• [PROBLEM]: Copy all of the data below word for word, leaving out the pictures.
[Start of ENTRIES SHOWN]
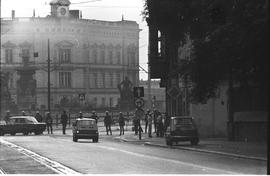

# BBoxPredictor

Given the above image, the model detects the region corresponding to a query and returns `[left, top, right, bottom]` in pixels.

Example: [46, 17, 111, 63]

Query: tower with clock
[50, 0, 70, 17]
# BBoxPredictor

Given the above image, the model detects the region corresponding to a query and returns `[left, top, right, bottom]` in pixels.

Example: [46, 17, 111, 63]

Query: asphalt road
[0, 135, 266, 174]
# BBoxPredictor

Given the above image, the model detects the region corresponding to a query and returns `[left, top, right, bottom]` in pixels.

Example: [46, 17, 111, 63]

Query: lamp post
[48, 39, 51, 112]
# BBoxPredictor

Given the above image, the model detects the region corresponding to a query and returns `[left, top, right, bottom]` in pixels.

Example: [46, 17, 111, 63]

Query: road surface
[0, 135, 266, 174]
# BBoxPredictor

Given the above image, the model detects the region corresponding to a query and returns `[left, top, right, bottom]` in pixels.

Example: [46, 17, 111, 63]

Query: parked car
[0, 116, 46, 136]
[165, 116, 199, 145]
[72, 118, 99, 142]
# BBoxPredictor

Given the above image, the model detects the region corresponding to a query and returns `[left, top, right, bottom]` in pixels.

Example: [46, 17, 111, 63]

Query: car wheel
[34, 131, 42, 135]
[93, 138, 98, 142]
[73, 135, 78, 142]
[166, 139, 172, 146]
[190, 138, 199, 145]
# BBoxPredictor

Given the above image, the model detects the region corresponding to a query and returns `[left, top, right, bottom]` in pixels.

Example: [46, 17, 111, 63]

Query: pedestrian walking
[133, 113, 140, 135]
[61, 111, 68, 134]
[22, 111, 26, 116]
[91, 111, 98, 124]
[144, 109, 150, 133]
[45, 112, 53, 134]
[148, 112, 153, 137]
[157, 113, 164, 137]
[78, 111, 83, 119]
[35, 111, 42, 122]
[104, 111, 112, 135]
[154, 109, 158, 133]
[164, 112, 170, 133]
[119, 112, 125, 136]
[5, 110, 11, 123]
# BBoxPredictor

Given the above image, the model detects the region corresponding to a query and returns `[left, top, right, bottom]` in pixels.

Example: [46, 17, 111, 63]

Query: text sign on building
[133, 87, 144, 98]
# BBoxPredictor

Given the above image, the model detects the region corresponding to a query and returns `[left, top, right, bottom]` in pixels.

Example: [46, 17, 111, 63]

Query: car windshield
[10, 116, 38, 124]
[78, 120, 95, 126]
[174, 118, 194, 129]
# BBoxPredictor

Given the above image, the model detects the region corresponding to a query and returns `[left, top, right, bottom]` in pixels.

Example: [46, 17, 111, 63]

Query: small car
[165, 116, 199, 145]
[72, 118, 99, 142]
[0, 116, 46, 136]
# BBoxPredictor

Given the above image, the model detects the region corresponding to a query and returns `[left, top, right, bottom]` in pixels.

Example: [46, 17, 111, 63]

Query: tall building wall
[1, 17, 139, 108]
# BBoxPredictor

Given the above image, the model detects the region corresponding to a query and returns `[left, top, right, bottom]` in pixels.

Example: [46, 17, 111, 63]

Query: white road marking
[0, 139, 80, 175]
[97, 146, 242, 175]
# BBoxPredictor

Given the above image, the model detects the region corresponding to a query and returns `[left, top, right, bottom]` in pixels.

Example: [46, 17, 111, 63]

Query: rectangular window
[59, 48, 71, 64]
[110, 97, 113, 108]
[116, 51, 121, 64]
[100, 50, 105, 64]
[94, 97, 97, 107]
[102, 73, 106, 88]
[22, 49, 30, 57]
[116, 73, 121, 85]
[93, 73, 98, 88]
[92, 49, 97, 64]
[110, 73, 113, 88]
[101, 97, 106, 107]
[22, 49, 30, 63]
[109, 51, 113, 64]
[5, 49, 13, 64]
[59, 72, 71, 88]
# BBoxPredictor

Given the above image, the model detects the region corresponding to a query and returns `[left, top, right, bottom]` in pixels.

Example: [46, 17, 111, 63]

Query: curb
[144, 142, 267, 161]
[114, 138, 267, 161]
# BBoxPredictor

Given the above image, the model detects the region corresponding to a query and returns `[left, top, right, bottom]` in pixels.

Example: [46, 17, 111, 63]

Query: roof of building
[50, 0, 71, 6]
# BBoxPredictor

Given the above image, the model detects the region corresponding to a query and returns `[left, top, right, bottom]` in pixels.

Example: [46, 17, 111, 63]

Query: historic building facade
[1, 0, 140, 113]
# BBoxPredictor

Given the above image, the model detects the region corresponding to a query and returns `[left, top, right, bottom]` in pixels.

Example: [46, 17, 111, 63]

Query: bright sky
[1, 0, 148, 80]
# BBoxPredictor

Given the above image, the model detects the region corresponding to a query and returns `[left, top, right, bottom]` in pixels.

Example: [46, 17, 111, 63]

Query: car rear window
[174, 118, 194, 129]
[78, 120, 95, 126]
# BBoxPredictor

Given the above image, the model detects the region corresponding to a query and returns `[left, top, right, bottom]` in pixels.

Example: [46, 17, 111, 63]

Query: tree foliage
[143, 0, 268, 102]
[End of ENTRIES SHOWN]
• [SOLUTION TO THE EXERCISE]:
# BBoxPredictor

Given the above image, the model detects the region corresponding to a query and returns `[left, top, right, bottom]` in pixels.

Example: [46, 17, 111, 63]

Query: tower with clock
[50, 0, 70, 17]
# BBoxPredictor

Given the above image, the model detects the region corresponding to a query and returns `[left, top, right, bottom]` in pixels.

Example: [46, 17, 111, 63]

Query: asphalt road
[0, 135, 266, 174]
# BBoxPredictor

Given the above image, the model detects the region corresponding to a query and returns `[left, top, right, bottom]` in pixels.

Example: [46, 17, 111, 63]

Query: lamp post
[48, 39, 51, 112]
# BBoxPredictor

Given the above image, the model detects the region corresponding to a query and returns `[left, top, right, bottom]` in pixels.

Example: [46, 17, 111, 63]

Query: road surface
[0, 135, 266, 174]
# BBoxPredictor

Given the above image, the model detects the region corresponding to a query and returns `[left, top, right, bottom]` in pixels.

Example: [46, 17, 111, 63]

Query: parked car
[0, 116, 46, 136]
[165, 116, 199, 145]
[72, 118, 99, 142]
# BBoxPredictor

Given the above image, the model detects the region corresponding to a query and returns `[left, top, right, bottom]` in pixels.

Example: [46, 17, 111, 63]

Query: car wheel
[34, 131, 42, 135]
[93, 138, 98, 142]
[73, 135, 78, 142]
[166, 139, 172, 146]
[190, 138, 199, 145]
# BBoxPredictor

Given the above image, the model detects the region corresponding to a query and returns `[left, top, right, bottom]` in pixels.

Example: [46, 17, 111, 63]

Query: pedestrian walking
[133, 113, 140, 135]
[61, 111, 68, 134]
[22, 111, 26, 116]
[91, 111, 98, 124]
[144, 109, 150, 133]
[45, 112, 53, 134]
[148, 112, 153, 137]
[157, 113, 164, 137]
[78, 111, 83, 119]
[35, 111, 42, 122]
[104, 111, 112, 135]
[154, 109, 158, 133]
[164, 112, 170, 133]
[119, 112, 125, 136]
[5, 110, 11, 123]
# BBoxPredictor

Given the above image, the model detects the region corresponding to a query and returns `[left, top, right, bottom]` in pixels.

Example: [46, 17, 111, 63]

Query: text sign on building
[133, 87, 144, 98]
# BBoxPredictor

Given the above image, the model detects the region corresponding to a query and returns `[left, top, right, bottom]` in pixels.

Example: [46, 17, 111, 63]

Query: car windshield
[10, 116, 38, 124]
[78, 120, 95, 126]
[174, 118, 194, 129]
# BBoxPredictor

Given the above image, the model detects the region corresponding to a query and returns `[left, top, right, bottom]` in pixels.

Example: [46, 17, 111, 63]

Query: small car
[165, 116, 199, 145]
[72, 118, 99, 142]
[0, 116, 46, 136]
# BBoxPredictor

Given the above image, the model detects the region corresponding to a query and returns `[left, top, right, bottom]` in pixels.

Example: [46, 17, 111, 63]

Query: tall building wall
[1, 17, 139, 108]
# BBoxPredictor

Given the above image, the model detects the region corresponding to a query and returns `[left, top, right, bottom]` in pixels.

Example: [46, 17, 111, 63]

Query: white road marking
[0, 139, 80, 175]
[97, 146, 242, 175]
# BBoxPredictor

Given the above image, the model detects the region corresponding to a query and returns `[left, top, right, bottom]` in pixels.

Example: [46, 17, 111, 63]

Query: rectangular window
[59, 48, 71, 64]
[110, 97, 113, 108]
[116, 51, 121, 64]
[100, 50, 105, 64]
[94, 97, 97, 107]
[102, 73, 106, 88]
[22, 49, 30, 57]
[116, 73, 121, 85]
[93, 73, 98, 88]
[92, 49, 97, 64]
[110, 73, 113, 88]
[101, 97, 106, 107]
[22, 49, 30, 63]
[109, 51, 113, 64]
[5, 49, 13, 64]
[59, 72, 71, 88]
# BBoxPredictor

Given the above image, the model detects the region corresponding to a query and returns `[left, top, right, bottom]` in pixels.

Example: [46, 17, 111, 63]

Query: curb
[144, 142, 267, 161]
[114, 138, 267, 161]
# BBoxPredictor

Given the above image, the model detects the region corresponding to a query and returns `[left, top, right, bottom]` in pixels.

Example: [46, 17, 111, 63]

Query: roof of building
[50, 0, 71, 6]
# BBoxPredictor

Given the above image, the model detects the region corresponding to a query and returns `[left, top, right, bottom]` in pixels.

Example: [46, 17, 111, 63]

Query: historic building facade
[1, 0, 140, 113]
# BBoxPredictor

Given the above image, the model detects the region corresponding to a query and returns `[left, top, right, bottom]` in pixels.

Example: [46, 17, 111, 63]

Query: bright sky
[1, 0, 148, 80]
# BBoxPredictor

Given the above image, the model detects the region corresponding to a query and returns `[left, top, right, bottom]` in pixels.

Example: [46, 17, 111, 63]

Query: car rear window
[174, 118, 194, 129]
[78, 120, 95, 126]
# BBoxPredictor

Given the above image, the model detects the region corresponding to a query and returns `[left, top, right, bottom]` in pixels.

Example: [46, 17, 111, 63]

Query: tree foliage
[143, 0, 268, 102]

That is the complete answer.